- _DOCUMENT SEGMENT_
# # # # #

From: Shaoxuan Yuan <shaoxuan.yuan02@gmail.com>
To: git@vger.kernel.org
Cc: derrickstolee@github.com, vdye@github.com,
Shaoxuan Yuan <shaoxuan.yuan02@gmail.com>
Subject: [PATCH v2 2/2] builtin/grep.c: integrate with sparse index
Date: Mon, 29 Aug 2022 16:28:43 -0700 [thread overview]
Message-ID: <20220829232843.183711-3-shaoxuan.yuan02@gmail.com> (raw)
In-Reply-To: <20220829232843.183711-1-shaoxuan.yuan02@gmail.com>
Turn on sparse index and remove ensure_full_index().
Change it to only expands the index when using --sparse.
The p2000 tests demonstrate a ~99.4% execution time reduction for
`git grep` using a sparse index.
Test Before After
-----------------------------------------------------------------------------
git grep --cached bogus (full-v3) 0.019 0.018 (-5.2%)
git grep --cached bogus (full-v4) 0.017 0.016 (-5.8%)
git grep --cached bogus (sparse-v3) 0.29 0.0015 (-99.4%)
git grep --cached bogus (sparse-v4) 0.30 0.0018 (-99.4%)
Optional reading about performance test results
-----------------------------------------------
Notice that because `git-grep` needs to parse blobs in the index, the
index reading time is minuscule comparing to the object parsing time.
And because of this, the p2000 test results cannot clearly reflect the
speedup for index reading: combining with the object parsing time,
the aggregated time difference is extremely close between HEAD~1 and
HEAD.
Hence, the results presenting here are not directly extracted from the
p2000 test results. Instead, to make the performance difference more
visible, the test command is manually ran with GIT_TRACE2_PERF in the
four repos (full-v3, sparse-v3, full-v4, sparse-v4). The numbers here
are then extracted from the time difference between "region_enter" and
"region_leave" of label "do_read_index".

# # # # #

- _SOURCE DATA_
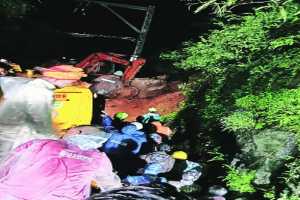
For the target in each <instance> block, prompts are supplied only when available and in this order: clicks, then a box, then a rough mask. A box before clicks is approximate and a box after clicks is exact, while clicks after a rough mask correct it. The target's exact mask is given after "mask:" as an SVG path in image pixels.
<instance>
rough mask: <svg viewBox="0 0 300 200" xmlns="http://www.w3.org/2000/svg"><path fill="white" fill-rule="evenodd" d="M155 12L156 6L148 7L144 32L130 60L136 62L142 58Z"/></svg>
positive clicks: (138, 39)
mask: <svg viewBox="0 0 300 200" xmlns="http://www.w3.org/2000/svg"><path fill="white" fill-rule="evenodd" d="M154 11H155V6H149V7H148V9H147V13H146V16H145V20H144V23H143V26H142V30H141V32H140V35H139V38H138V40H137V43H136V46H135V49H134V52H133V54H132V56H131V58H130V60H135V59H136V58H138V57H140V55H141V53H142V51H143V48H144V45H145V41H146V36H147V33H148V31H149V27H150V24H151V21H152V17H153V14H154Z"/></svg>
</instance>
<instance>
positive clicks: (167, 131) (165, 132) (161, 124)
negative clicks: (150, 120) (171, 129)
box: [151, 121, 173, 140]
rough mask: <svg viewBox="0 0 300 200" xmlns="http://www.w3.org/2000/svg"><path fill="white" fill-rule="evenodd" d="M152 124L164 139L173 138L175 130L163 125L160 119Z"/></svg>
mask: <svg viewBox="0 0 300 200" xmlns="http://www.w3.org/2000/svg"><path fill="white" fill-rule="evenodd" d="M151 124H152V125H153V126H154V127H155V129H156V133H158V134H159V135H160V136H161V137H162V138H163V139H164V140H168V139H171V137H172V134H173V132H172V130H171V129H170V128H169V127H167V126H164V125H162V123H161V122H159V121H154V122H151Z"/></svg>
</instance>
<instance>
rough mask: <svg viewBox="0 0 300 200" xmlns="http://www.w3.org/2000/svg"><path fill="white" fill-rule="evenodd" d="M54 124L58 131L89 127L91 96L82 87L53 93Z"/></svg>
mask: <svg viewBox="0 0 300 200" xmlns="http://www.w3.org/2000/svg"><path fill="white" fill-rule="evenodd" d="M54 111H55V114H54V119H53V121H54V124H55V125H56V126H57V128H58V129H61V130H63V129H68V128H71V127H74V126H80V125H90V124H91V120H92V113H93V95H92V93H91V91H90V90H89V89H87V88H83V87H76V86H70V87H64V88H61V89H56V90H55V92H54Z"/></svg>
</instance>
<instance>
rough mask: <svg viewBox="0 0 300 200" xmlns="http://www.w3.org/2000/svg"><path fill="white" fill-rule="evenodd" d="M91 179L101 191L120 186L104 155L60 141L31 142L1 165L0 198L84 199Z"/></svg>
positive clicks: (87, 196)
mask: <svg viewBox="0 0 300 200" xmlns="http://www.w3.org/2000/svg"><path fill="white" fill-rule="evenodd" d="M92 180H95V181H96V182H97V185H98V186H100V187H101V189H103V190H105V189H111V188H114V187H120V186H121V183H120V179H118V177H117V176H116V175H115V174H114V173H113V171H112V165H111V162H110V160H109V159H108V158H107V156H106V154H105V153H100V152H99V151H97V150H87V151H83V150H81V149H79V148H78V147H77V146H74V145H72V144H69V143H67V142H66V141H64V140H50V139H44V140H32V141H29V142H27V143H25V144H23V145H21V146H19V147H17V148H16V149H15V150H13V152H12V153H11V154H10V155H9V157H8V158H7V159H6V160H4V162H3V163H2V164H1V166H0V199H1V200H84V199H86V198H87V197H89V195H90V185H91V181H92Z"/></svg>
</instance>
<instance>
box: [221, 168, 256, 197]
mask: <svg viewBox="0 0 300 200" xmlns="http://www.w3.org/2000/svg"><path fill="white" fill-rule="evenodd" d="M254 178H255V171H253V170H252V171H247V170H241V169H240V170H238V169H236V168H233V167H230V166H229V167H228V174H227V176H226V177H225V179H224V180H225V181H226V185H227V186H228V187H229V189H230V190H232V191H236V192H240V193H253V192H255V189H254V187H253V185H252V184H251V182H252V181H253V180H254Z"/></svg>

# # # # #

In the patch message about git grep and the sparse index, under what condition does the index still get expanded?

- _EXERCISE RESULT_
Only when --sparse is used.